● **CHECK YOUR UNDERSTANDING**:
A - Answer these questions about the NVDA options blog post, one per line:
(i) At what time did the writer wake up that morning?
(ii) At what price did the writer's order to close the call finally get filled?
(iii) At what price per share did $NVDA close that day?
B - Carry on writing the NVDA options blog post from its last sentence.

Wednesday, May 10, 2017

Trades for May 10, 2017

Earning Release Gamble: $NVDA opened a risk reversal combo
+1 May12 114 CALL
-1 May12 94 PUT
Paid debit of 0.07

This morning, I woke up to the cry of my baby.  It was 6:45am.  The market is up and running for the past 15 minutes.  I quickly checked my $NVDA gamble play on my phone.  To my relief, $NVDA was trading above $114.  However, time is of the essence in options.  My call expires this coming Friday, May 12th.  I had thought I opened my combo risk reversal for May 19th, but that wasn't the case.  When my short put and long call got filled, the price execution was not what I had expected either.  It was for $2.47 (short put) -$2.54 (long call).  Essentially, I thought the premiums on the options were going for around $1 at the time I placed my order.

Anyways, my short put is now worthless so I get to keep my $247 ($2.47x100), no action is required.  With the long call, I can not let it go below $2.61 or else, I'd start losing money on the trade.  I was watching $NVDA fluctuating between $115-117 in the early morning hours.  I tried to close my call for $4.50, soon after, it kept on dropping to $3.00.  So I panicked and re-adjusted my price for $3.50 and it got filled shortly after.  Ended up making $96 on the call.

If I had been patient and waited to the end of the day, the $114 call for May12 would have closed at $7.47 as $NVDA closed upwards @ $121.29 per share.  I could have made $493 on the call instead!!  My problem is I am always too quick to take profits and too slow to cut losses.  I really need to re-evaluate the way I handle trades.

So how much did I make for my $7 gamble overall?  I made $343 profit in a day less $3.30 in commission.  

In hindsight, the odds on my gamble were against me.  10% jump in a day is rare for any stock.

● **GIVEN RECORDS**:
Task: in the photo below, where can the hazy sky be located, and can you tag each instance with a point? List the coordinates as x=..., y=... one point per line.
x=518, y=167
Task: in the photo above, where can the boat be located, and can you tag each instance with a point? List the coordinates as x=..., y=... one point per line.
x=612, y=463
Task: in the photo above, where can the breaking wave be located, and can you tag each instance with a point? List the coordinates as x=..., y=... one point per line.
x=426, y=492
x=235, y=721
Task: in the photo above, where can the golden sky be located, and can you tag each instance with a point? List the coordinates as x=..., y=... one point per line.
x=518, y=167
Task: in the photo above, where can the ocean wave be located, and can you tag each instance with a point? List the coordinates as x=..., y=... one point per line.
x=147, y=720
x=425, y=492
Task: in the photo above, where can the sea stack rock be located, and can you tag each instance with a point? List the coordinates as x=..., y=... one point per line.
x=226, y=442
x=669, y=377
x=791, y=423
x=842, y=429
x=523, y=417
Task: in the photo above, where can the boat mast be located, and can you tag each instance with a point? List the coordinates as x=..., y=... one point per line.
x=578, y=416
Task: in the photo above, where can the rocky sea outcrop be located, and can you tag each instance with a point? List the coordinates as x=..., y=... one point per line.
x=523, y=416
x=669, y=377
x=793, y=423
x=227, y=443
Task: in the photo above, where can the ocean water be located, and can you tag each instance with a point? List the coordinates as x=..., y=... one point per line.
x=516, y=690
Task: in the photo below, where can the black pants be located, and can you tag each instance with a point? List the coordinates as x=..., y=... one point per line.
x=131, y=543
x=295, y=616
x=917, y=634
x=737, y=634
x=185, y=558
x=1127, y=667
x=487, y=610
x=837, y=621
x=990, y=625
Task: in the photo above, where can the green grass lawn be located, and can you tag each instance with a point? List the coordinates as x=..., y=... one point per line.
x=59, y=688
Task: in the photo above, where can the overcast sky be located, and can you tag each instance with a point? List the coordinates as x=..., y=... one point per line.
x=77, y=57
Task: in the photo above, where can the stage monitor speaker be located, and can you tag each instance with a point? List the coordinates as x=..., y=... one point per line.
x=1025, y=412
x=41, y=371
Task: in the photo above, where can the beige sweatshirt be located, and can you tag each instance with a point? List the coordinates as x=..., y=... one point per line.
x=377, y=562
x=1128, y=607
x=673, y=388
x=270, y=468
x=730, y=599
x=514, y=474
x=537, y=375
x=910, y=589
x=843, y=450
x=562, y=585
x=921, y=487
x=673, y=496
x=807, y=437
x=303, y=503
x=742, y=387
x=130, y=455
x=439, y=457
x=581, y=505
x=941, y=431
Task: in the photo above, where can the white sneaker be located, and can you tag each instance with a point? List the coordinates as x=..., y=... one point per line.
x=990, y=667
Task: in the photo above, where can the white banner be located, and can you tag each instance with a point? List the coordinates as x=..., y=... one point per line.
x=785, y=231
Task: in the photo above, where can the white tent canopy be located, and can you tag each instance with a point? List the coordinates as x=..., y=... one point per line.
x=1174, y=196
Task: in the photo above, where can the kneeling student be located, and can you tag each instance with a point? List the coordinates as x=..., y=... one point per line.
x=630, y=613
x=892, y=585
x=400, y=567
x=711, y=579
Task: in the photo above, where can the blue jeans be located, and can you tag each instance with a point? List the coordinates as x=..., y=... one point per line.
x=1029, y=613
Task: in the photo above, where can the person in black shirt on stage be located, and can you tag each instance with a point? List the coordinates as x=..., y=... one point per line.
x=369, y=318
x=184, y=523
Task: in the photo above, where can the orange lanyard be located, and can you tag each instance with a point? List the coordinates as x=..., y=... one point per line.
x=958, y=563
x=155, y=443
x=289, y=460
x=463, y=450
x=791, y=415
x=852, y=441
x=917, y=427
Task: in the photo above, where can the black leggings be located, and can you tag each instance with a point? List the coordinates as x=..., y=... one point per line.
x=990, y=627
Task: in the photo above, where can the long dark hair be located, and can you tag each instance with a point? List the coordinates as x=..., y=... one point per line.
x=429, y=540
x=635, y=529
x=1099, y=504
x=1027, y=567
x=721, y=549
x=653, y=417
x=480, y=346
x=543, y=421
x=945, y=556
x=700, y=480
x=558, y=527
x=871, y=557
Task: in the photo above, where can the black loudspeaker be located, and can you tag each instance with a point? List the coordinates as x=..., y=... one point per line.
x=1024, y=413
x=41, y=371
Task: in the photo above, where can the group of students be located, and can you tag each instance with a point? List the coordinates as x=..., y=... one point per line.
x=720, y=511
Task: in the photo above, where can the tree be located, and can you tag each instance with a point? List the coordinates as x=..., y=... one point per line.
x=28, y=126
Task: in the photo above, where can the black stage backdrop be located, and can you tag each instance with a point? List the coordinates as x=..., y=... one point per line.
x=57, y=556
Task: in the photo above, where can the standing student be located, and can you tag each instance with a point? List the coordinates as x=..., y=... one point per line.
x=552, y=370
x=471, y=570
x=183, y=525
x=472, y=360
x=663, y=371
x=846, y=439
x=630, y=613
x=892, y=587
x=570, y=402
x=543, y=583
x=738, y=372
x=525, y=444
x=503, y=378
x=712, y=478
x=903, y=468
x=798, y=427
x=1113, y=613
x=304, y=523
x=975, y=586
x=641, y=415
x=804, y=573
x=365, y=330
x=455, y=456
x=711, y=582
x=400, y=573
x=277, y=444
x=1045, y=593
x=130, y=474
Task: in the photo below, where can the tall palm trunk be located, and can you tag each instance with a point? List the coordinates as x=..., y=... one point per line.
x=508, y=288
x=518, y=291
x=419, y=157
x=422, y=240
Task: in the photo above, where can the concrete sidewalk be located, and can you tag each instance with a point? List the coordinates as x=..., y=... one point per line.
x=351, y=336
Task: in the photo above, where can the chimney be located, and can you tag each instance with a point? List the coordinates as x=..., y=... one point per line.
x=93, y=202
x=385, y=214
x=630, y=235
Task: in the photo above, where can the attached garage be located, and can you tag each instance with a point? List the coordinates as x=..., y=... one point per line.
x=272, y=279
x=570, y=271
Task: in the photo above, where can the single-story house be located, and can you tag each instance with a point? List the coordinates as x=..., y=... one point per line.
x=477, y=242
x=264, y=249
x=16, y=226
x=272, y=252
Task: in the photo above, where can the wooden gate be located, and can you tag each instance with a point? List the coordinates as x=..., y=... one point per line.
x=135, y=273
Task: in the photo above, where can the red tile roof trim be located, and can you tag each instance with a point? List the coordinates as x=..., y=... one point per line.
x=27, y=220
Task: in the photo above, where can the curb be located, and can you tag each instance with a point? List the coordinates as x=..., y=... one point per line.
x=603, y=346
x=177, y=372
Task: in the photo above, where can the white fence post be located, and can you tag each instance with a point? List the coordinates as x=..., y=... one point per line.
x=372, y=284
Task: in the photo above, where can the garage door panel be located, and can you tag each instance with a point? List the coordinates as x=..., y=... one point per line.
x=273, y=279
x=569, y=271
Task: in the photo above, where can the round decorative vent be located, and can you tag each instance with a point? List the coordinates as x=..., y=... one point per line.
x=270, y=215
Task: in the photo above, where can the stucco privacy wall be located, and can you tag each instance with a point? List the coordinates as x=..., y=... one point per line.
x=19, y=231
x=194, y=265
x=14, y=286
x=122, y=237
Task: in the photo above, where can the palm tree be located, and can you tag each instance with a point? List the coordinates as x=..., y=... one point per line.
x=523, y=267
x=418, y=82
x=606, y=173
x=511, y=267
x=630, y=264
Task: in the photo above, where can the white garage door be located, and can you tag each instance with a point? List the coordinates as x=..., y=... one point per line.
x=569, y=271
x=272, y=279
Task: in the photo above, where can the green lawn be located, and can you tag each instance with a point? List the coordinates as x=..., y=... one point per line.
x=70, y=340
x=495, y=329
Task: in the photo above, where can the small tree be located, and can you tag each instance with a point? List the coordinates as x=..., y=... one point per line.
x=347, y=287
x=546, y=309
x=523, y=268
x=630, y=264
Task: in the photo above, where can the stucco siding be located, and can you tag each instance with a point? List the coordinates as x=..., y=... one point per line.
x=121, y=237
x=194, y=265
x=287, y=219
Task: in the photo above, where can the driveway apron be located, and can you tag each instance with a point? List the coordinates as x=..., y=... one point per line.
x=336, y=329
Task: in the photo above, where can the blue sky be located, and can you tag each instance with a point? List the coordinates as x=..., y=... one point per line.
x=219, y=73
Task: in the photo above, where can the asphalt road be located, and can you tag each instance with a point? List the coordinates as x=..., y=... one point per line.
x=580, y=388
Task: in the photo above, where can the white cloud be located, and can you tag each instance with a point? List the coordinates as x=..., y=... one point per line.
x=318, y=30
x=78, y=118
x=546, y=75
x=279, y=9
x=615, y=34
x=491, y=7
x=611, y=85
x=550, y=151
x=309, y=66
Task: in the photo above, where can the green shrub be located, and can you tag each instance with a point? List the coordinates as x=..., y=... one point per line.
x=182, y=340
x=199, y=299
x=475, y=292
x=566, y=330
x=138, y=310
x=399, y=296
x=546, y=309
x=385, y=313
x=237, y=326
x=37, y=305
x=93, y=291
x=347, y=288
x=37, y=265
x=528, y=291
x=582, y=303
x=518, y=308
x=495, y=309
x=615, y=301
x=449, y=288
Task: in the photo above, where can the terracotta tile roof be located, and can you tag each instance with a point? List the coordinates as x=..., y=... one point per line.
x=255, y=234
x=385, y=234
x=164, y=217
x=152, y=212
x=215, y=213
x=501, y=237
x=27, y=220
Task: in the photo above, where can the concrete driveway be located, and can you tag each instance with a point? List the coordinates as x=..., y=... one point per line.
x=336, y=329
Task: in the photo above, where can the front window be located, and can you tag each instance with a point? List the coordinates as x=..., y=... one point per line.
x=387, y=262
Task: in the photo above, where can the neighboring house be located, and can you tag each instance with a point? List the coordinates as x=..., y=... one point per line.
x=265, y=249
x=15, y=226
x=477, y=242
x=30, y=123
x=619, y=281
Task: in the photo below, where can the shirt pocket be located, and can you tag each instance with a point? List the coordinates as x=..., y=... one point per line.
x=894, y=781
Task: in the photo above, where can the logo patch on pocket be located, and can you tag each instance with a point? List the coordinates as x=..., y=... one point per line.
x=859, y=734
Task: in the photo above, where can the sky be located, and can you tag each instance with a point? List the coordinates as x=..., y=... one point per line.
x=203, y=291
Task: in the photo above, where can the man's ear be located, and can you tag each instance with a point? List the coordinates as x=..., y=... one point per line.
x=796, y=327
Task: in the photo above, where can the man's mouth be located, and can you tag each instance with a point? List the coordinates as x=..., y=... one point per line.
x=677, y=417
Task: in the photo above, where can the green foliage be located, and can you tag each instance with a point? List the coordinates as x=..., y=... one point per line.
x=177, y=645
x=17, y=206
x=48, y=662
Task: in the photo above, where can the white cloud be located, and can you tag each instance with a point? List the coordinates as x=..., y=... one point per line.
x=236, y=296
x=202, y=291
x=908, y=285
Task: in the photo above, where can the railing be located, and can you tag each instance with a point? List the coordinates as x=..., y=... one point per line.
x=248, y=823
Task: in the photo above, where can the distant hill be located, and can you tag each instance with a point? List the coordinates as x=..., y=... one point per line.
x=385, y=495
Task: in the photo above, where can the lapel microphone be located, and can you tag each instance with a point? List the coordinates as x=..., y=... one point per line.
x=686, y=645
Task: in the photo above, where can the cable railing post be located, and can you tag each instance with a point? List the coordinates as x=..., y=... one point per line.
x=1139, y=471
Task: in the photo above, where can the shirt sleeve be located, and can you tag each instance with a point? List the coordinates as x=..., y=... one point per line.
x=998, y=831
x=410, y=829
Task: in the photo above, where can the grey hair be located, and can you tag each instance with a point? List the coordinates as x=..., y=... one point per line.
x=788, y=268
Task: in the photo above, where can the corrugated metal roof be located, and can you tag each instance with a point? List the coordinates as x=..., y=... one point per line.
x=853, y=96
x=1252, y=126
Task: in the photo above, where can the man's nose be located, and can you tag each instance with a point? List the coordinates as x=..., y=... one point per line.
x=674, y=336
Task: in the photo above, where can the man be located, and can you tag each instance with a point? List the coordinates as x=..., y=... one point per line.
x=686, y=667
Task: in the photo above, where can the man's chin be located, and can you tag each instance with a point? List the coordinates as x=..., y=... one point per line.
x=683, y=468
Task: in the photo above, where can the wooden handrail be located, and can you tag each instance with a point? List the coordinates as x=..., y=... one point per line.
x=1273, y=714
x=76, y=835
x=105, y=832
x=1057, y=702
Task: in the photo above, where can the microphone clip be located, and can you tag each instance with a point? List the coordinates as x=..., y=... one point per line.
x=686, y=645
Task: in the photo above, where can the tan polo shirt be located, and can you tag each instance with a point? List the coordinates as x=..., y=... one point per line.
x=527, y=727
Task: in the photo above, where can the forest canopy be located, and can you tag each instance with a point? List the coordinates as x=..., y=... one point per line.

● **RESULTS BY TASK**:
A -
(i) 6:45am
(ii) $3.50
(iii) $121.29

B -
Scenario#1 - $NVDA beats, but doesn't jump above $114 CALL strike.  My call premiums would decay rapidly and become worthless if $NVDA trades below $114 but above $94 by May12.  I would lose my $7 gamble!

Scenario#2 - $NVDA doesn't beat, traders are punishing the stock by bringing it down below $94 PUT strike.  My PUT premiums would increase in value and wipe out all the credit I have received then I would start losing money depending on the difference in the price of the share and strike price by May12.  
There are three ways to handle this scenario#2:
1.  Buy to close to the PUT for a loss
2.  Get assignment of 100 shares @ $94.  Average cost $9153 ($94-2.47x100)
3.  Avoid assignment, roll out your put:  buy to close, then sell to open to a later date with the same strike to get a net credit in hopes that $NVDA will recover and trade above $94 thus not risking $9400 of your own money in the stock.

Another trade I made today is:
Sell to open $MDLZ
-1 June9 42.5 PUT
Received credit of 0.47
I have sold puts on $MDLZ many times, I have never been assigned.  I regret not buying the stock in the mid $20s when I initially laid eyes on them.